The problem >> Would you output, exactly as written, the line with "Tag the railway" and all lines after it to the end of the data below, and no others?

Region pointing data >>

━━━━

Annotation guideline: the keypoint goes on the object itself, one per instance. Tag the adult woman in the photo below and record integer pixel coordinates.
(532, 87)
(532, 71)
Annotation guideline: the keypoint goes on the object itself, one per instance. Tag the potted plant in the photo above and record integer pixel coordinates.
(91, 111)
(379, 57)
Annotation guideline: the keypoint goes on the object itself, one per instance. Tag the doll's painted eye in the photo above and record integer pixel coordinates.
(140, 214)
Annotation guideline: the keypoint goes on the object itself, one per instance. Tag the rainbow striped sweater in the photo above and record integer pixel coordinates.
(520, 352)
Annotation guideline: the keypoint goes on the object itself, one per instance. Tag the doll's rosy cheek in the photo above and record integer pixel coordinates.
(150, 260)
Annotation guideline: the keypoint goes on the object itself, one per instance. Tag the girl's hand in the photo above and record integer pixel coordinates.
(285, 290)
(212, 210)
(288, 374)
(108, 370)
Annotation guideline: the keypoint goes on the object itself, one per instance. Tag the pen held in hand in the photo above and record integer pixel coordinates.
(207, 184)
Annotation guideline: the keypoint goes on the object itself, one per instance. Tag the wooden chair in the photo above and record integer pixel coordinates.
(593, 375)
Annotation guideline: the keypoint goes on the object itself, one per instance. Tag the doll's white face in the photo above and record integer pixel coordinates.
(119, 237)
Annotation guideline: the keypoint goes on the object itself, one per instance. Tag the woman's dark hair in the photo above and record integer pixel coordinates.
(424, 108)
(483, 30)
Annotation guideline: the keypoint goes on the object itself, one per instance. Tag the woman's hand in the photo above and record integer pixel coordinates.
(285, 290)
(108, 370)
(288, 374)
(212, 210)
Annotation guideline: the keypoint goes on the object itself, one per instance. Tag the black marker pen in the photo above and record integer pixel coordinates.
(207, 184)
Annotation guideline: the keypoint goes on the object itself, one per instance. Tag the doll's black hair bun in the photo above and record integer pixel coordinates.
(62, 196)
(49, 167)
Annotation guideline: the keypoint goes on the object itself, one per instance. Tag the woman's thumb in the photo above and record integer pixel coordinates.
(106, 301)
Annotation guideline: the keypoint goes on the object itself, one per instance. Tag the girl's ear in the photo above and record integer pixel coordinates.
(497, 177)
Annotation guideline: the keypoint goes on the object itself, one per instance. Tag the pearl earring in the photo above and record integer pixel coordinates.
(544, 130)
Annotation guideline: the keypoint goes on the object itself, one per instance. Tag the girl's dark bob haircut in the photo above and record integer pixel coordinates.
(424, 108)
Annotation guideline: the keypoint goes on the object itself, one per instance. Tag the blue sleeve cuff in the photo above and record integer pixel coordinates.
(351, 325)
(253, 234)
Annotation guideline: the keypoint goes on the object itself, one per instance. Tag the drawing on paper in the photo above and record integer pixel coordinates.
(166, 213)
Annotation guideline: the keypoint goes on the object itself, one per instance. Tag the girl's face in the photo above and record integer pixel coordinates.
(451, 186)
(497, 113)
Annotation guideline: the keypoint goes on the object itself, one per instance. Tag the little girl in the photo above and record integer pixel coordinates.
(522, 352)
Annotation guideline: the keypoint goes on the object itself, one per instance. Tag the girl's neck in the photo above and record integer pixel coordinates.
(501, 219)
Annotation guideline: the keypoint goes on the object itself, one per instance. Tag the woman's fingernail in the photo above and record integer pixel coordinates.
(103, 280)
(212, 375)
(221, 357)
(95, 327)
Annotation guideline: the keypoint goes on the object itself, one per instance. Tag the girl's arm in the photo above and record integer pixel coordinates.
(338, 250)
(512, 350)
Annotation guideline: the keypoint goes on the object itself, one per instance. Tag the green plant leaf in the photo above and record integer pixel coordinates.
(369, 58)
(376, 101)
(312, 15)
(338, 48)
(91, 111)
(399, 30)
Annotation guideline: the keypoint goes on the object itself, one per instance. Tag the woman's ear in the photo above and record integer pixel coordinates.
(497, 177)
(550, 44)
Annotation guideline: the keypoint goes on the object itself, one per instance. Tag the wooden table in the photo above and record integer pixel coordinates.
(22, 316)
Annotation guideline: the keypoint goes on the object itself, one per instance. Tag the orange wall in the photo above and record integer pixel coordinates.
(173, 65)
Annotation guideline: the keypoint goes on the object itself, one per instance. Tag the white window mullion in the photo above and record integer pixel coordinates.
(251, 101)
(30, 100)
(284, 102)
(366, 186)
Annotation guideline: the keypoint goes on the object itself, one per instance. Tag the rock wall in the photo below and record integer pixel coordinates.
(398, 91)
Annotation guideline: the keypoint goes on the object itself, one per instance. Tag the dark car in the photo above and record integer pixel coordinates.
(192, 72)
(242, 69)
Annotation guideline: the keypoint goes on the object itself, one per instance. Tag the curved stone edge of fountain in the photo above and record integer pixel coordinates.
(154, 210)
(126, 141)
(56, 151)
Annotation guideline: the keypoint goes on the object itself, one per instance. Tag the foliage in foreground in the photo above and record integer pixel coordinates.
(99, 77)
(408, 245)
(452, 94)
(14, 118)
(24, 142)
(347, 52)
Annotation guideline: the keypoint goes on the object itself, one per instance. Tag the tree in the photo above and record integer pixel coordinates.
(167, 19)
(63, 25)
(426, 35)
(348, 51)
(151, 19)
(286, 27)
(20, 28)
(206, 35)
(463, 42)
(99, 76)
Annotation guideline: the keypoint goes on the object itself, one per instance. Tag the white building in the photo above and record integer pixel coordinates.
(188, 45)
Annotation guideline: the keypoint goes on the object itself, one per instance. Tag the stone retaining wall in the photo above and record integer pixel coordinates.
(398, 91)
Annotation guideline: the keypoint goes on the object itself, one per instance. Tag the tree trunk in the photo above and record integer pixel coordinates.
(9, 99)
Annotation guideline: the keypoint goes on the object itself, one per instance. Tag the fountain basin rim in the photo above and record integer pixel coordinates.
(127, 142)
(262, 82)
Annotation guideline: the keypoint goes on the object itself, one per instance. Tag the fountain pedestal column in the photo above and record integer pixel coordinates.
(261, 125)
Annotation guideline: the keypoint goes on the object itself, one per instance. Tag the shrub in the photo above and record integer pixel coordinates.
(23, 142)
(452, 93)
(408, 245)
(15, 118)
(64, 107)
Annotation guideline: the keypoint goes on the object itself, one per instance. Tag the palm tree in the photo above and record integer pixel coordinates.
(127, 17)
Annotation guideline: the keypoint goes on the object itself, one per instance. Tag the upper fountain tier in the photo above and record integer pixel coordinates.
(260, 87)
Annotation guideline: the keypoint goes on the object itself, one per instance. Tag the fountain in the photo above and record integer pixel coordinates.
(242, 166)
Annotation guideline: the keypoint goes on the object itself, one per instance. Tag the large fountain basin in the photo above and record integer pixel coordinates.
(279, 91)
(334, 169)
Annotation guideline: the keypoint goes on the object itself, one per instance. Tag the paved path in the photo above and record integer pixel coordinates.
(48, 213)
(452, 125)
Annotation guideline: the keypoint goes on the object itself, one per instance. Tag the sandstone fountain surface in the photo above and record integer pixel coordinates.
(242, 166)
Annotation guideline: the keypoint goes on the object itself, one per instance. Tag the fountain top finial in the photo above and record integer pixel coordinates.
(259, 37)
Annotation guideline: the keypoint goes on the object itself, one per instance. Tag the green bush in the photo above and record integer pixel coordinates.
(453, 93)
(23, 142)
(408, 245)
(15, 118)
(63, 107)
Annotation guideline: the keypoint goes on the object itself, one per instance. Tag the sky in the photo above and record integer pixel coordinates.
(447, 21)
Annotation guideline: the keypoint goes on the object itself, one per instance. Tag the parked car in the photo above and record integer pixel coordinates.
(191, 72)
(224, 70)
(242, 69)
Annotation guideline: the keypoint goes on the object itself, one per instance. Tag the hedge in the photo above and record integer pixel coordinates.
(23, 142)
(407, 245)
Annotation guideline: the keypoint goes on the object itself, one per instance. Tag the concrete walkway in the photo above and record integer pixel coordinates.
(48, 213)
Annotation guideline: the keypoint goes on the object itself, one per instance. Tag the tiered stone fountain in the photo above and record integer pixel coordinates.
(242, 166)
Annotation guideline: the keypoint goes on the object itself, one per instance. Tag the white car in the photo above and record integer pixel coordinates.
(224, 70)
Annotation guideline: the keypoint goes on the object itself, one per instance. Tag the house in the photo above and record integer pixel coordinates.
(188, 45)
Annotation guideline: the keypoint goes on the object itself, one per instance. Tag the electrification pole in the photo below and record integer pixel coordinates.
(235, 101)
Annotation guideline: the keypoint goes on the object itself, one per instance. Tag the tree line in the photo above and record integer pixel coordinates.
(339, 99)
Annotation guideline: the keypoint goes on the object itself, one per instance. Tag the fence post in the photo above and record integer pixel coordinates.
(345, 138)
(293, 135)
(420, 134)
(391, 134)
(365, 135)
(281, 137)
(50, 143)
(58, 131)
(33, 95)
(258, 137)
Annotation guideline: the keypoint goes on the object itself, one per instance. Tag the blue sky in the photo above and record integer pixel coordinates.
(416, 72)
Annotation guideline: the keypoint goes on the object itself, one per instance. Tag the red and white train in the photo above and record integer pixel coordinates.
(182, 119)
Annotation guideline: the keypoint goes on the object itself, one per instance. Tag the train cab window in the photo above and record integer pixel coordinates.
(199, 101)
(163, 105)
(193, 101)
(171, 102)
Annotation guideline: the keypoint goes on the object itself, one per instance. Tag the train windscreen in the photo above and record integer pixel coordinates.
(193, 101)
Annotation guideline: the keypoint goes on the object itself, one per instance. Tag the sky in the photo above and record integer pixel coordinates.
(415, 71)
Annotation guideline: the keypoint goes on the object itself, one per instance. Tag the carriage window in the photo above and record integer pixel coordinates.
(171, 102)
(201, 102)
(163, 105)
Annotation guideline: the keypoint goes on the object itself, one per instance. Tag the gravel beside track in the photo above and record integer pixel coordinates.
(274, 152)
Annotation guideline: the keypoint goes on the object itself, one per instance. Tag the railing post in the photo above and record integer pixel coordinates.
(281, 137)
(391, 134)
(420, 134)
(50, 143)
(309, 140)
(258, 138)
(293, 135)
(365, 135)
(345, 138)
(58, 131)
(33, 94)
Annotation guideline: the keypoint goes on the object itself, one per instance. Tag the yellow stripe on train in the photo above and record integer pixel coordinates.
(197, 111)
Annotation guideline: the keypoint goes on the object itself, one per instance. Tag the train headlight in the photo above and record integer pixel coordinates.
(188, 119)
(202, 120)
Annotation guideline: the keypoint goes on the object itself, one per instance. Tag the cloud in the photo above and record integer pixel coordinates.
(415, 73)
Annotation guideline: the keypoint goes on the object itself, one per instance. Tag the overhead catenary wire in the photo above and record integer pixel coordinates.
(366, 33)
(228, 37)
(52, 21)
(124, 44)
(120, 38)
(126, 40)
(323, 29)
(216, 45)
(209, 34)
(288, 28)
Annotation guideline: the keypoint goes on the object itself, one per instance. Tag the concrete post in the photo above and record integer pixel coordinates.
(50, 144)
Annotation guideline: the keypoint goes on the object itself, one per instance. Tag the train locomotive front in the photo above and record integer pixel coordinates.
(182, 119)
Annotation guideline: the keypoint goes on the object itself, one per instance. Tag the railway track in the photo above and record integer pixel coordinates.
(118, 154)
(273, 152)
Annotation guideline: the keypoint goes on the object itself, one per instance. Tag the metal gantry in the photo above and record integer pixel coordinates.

━━━━

Task answer >>
Annotation guideline: the keypoint goes on the object itself, one per instance. Tag the railway track in the photo above and record integer pixel coordinates.
(118, 154)
(273, 152)
Annotation guideline: the keypoint goes on the object itself, one per instance. Tag the metal gantry in the photo above and record integer pixel coordinates.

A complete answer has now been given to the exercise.